*** Opening Source information ***
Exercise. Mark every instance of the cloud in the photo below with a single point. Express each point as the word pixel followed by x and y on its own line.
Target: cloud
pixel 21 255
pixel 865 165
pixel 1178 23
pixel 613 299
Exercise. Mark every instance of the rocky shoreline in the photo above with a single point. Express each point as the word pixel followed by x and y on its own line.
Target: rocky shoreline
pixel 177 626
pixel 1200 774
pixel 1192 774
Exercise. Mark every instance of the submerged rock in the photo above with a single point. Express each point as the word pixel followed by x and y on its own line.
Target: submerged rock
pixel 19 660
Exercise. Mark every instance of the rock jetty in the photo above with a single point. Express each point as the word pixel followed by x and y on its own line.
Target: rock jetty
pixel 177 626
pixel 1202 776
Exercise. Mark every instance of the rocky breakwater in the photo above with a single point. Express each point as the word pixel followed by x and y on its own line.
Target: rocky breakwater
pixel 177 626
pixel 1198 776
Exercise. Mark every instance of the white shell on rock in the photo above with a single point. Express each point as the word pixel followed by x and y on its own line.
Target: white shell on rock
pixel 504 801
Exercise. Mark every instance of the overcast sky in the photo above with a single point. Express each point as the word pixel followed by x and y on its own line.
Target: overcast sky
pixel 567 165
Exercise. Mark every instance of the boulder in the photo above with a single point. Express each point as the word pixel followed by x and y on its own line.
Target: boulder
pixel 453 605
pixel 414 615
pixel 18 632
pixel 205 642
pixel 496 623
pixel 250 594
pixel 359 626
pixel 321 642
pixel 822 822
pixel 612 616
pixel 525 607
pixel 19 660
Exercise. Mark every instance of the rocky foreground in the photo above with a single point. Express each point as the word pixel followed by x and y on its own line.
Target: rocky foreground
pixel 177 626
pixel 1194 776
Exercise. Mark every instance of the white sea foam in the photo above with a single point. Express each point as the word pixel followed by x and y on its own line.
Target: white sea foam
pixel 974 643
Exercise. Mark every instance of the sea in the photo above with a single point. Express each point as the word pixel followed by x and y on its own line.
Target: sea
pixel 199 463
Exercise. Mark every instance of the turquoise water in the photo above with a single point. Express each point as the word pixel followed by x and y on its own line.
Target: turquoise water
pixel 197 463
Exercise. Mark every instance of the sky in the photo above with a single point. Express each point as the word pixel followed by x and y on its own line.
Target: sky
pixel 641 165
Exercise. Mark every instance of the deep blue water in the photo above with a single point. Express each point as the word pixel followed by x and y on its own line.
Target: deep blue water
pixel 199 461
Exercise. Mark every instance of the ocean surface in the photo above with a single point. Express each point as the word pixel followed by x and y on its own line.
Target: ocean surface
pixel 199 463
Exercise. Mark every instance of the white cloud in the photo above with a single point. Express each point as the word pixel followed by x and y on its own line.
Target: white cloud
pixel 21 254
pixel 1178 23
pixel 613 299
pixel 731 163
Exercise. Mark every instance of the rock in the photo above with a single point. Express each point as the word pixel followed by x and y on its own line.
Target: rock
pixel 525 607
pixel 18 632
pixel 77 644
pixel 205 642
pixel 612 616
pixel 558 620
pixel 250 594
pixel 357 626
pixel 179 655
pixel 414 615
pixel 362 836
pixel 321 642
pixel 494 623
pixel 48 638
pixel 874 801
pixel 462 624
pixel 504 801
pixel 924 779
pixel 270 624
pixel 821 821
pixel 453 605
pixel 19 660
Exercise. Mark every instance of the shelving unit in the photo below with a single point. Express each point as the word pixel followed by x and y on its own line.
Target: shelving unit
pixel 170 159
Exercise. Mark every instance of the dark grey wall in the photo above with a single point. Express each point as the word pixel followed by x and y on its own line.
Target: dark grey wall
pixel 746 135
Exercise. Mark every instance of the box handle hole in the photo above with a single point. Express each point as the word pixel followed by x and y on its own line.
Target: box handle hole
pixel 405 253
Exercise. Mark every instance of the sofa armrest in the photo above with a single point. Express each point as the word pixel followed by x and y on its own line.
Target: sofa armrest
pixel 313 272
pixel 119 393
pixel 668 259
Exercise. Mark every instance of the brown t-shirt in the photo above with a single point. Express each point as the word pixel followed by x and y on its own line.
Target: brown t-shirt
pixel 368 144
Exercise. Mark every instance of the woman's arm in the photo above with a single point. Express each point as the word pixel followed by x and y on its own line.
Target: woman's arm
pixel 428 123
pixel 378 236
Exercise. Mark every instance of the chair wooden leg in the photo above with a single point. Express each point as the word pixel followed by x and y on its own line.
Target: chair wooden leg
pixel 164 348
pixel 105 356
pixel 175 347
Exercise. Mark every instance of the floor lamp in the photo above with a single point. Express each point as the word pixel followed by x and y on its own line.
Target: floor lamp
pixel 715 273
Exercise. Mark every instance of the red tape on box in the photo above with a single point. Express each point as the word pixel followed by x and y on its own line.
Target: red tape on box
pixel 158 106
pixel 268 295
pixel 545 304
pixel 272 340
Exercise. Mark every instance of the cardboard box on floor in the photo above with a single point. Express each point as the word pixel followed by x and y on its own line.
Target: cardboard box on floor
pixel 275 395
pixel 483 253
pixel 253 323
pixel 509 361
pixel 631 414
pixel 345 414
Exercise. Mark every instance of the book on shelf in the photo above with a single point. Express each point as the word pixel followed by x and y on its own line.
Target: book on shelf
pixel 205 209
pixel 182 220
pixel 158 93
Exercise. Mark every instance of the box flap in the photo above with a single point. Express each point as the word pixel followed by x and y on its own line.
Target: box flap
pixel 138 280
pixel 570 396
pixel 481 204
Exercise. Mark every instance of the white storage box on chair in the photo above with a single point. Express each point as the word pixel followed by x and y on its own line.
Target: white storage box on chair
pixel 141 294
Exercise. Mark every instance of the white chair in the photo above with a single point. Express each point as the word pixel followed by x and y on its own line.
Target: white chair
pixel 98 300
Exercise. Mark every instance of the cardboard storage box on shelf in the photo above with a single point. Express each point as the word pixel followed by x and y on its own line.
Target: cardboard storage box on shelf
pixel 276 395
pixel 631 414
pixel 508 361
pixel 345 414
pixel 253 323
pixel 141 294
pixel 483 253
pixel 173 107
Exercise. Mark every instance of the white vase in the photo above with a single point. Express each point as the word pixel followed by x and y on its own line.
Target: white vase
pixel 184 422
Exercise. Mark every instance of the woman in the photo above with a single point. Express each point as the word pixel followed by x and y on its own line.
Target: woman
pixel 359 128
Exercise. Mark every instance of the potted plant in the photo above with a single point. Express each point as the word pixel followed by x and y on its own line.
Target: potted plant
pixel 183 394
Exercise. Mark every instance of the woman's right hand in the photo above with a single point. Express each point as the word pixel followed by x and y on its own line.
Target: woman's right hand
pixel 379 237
*** Closing Source information ***
• **Exercise details**
However many lines the data holds, return each one exactly.

• **Exercise solution**
Exercise. Mark every instance of the cloud in the photo below with a single point. Express each point as the word pixel followed by x and y on its own line.
Target: cloud
pixel 21 255
pixel 865 165
pixel 1178 23
pixel 613 299
Exercise. Mark every instance of the rocky shoreline in the photo above with a single point. Express each point as the word pixel followed by x and y on its own line.
Target: rocky shoreline
pixel 177 626
pixel 1200 774
pixel 1192 774
Exercise. Mark every instance of the submerged rock in the photo above with a single point. Express each point as the word pixel followed by x and y on its own line.
Target: submerged rock
pixel 19 660
Exercise. Mark every instance of the rock jetty in the photo above with a single point. Express each point as the word pixel followed by x and y on its own line.
Target: rock jetty
pixel 177 626
pixel 1202 776
Exercise. Mark every instance of the rocky breakwater in the photo above with a single point. Express each point as the word pixel followed by x and y on its own line.
Target: rocky breakwater
pixel 177 626
pixel 1198 776
Exercise. Mark every instance of the white shell on rock in the photo above with a single point. Express each point as the word pixel followed by x and y on its own line.
Target: white shell on rock
pixel 504 801
Exercise. Mark every instance of the overcast sky in the photo above with a single point. Express each point as the word pixel followed by x and y on its own line.
Target: overcast sky
pixel 567 165
Exercise. Mark every instance of the boulder in the photo above with a single point. Express each point as the word pixel followed by x and y on its own line.
Target: boulder
pixel 453 605
pixel 414 615
pixel 18 632
pixel 205 642
pixel 496 623
pixel 250 594
pixel 359 626
pixel 321 642
pixel 822 822
pixel 612 616
pixel 525 607
pixel 19 660
Exercise. Mark every instance of the rocky foreground in the photo above with a single point. Express each point as the word pixel followed by x and y on its own line.
Target: rocky foreground
pixel 177 626
pixel 1194 776
Exercise. Mark every instance of the white sea foam in the photo above with a single point. Express each point as the word pixel followed by x and y on its own line.
Target: white sea foam
pixel 974 643
Exercise. Mark every instance of the sea in the photo above with a single point. Express each point as the word pixel followed by x and y on its own line.
Target: sea
pixel 199 463
Exercise. Mark every instance of the turquoise water in the photo above with a single point. Express each point as the word pixel followed by x and y on its own line.
Target: turquoise water
pixel 197 463
Exercise. Mark every instance of the sky in the photo above with a single point. Express each point as the word pixel followed by x and y on its own line.
Target: sky
pixel 641 165
Exercise. Mark every instance of the deep blue water in the photo above with a single point. Express each point as the word pixel followed by x and y on its own line.
Target: deep blue water
pixel 199 461
Exercise. Mark every instance of the ocean surface in the photo above with a single point. Express each point as the word pixel followed by x and y on its own line.
Target: ocean surface
pixel 199 463
Exercise. Mark every instance of the white cloud in the photo above with a single point. Express each point as the word pixel followed by x and y on its own line.
Target: white cloud
pixel 21 254
pixel 1178 23
pixel 613 299
pixel 731 163
Exercise. Mark every instance of the rock in the photo above with a single point. Express each point as the word pixel followed by x and y on its own line.
Target: rock
pixel 525 607
pixel 18 632
pixel 77 644
pixel 205 642
pixel 612 616
pixel 558 620
pixel 250 594
pixel 357 626
pixel 179 655
pixel 414 615
pixel 362 836
pixel 321 642
pixel 494 623
pixel 48 638
pixel 874 801
pixel 462 624
pixel 504 801
pixel 924 779
pixel 270 624
pixel 821 821
pixel 453 605
pixel 19 660
Exercise. Mark every instance of the shelving unit in the photo below with a single point. Express each point as the word pixel followed by x and y on its own line.
Target: shelving unit
pixel 170 159
Exercise. Mark every instance of the dark grey wall in the photo above with a single point. Express each point as the word pixel followed by x and y on its own line.
Target: dark grey wall
pixel 746 135
Exercise. Mark every instance of the box handle hole in the photo above with a single point. Express each point as the word pixel followed by x and y on its own line.
Target: box handle hole
pixel 405 253
Exercise. Mark every instance of the sofa armrest in the photo above with a single point. Express each point as the word pixel followed by x and y on its own line.
Target: sofa armrest
pixel 313 272
pixel 119 393
pixel 668 259
Exercise. Mark every instance of the brown t-shirt in the photo above with a single point. Express each point as the word pixel followed by x and y on its own line.
Target: brown t-shirt
pixel 368 144
Exercise. Mark every instance of the woman's arm in the photo above with a single point. Express each point as the word pixel followed by x and y on its own line.
Target: woman's arm
pixel 428 123
pixel 378 236
Exercise. Mark every instance of the chair wooden leg in the photo above with a single point. Express each point as the word pixel followed by x and y on its own line.
Target: chair wooden leg
pixel 164 348
pixel 105 356
pixel 175 347
Exercise. Mark every instance of the floor lamp in the photo above with a single point. Express each point as the word pixel followed by x and y on its own line.
Target: floor lamp
pixel 715 273
Exercise. Mark every instance of the red tape on box in the photo above with a single point. Express each point as the word pixel followed by x and y on its own line.
Target: red tape on box
pixel 158 106
pixel 268 295
pixel 545 304
pixel 272 340
Exercise. Mark every instance of the cardboard box on floor in the photo above with a single point. Express each point as the word pixel followed by x and y on its own line.
Target: cardboard box on floor
pixel 275 395
pixel 483 253
pixel 253 323
pixel 509 361
pixel 631 414
pixel 345 414
Exercise. Mark every instance of the book on shelf in the photo above with a single point. Express each point as the word pixel followed by x and y on its own line.
Target: book on shelf
pixel 205 209
pixel 182 220
pixel 158 93
Exercise. Mark every instance of the box flap in the photo above with a single point. Express each point as the word pixel followed by x and y on its own line.
Target: box flap
pixel 138 280
pixel 570 396
pixel 481 204
Exercise. Mark every instance of the white storage box on chair in the photo above with a single point. Express each point as the word pixel followed by x and y on its own line.
Target: white storage box on chair
pixel 141 294
Exercise. Mark every instance of the white chair in the photo above with a single point. Express each point as the word pixel followed by x and y on its own line.
Target: white chair
pixel 98 300
Exercise. Mark every instance of the cardboard storage box on shelf in the photo above with a single point. Express each point as the word pixel followed by x and y on its own line.
Target: cardboard storage box on shelf
pixel 276 395
pixel 631 414
pixel 508 361
pixel 345 414
pixel 253 323
pixel 141 294
pixel 483 253
pixel 173 107
Exercise. Mark every instance of the white vase in the photo above with a single point. Express each point as the word pixel followed by x and y on its own line.
Target: white vase
pixel 184 422
Exercise. Mark every instance of the woman in the photo above with a single point. Express each point as the word pixel followed by x and y on its own line.
Target: woman
pixel 359 128
Exercise. Mark every instance of the potted plant in the photo above with a single point. Express each point as the word pixel followed by x and y on its own line.
Target: potted plant
pixel 183 394
Exercise. Mark every instance of the woman's right hand in the photo above with a single point. Express each point as the word pixel followed by x and y on its own line.
Target: woman's right hand
pixel 379 237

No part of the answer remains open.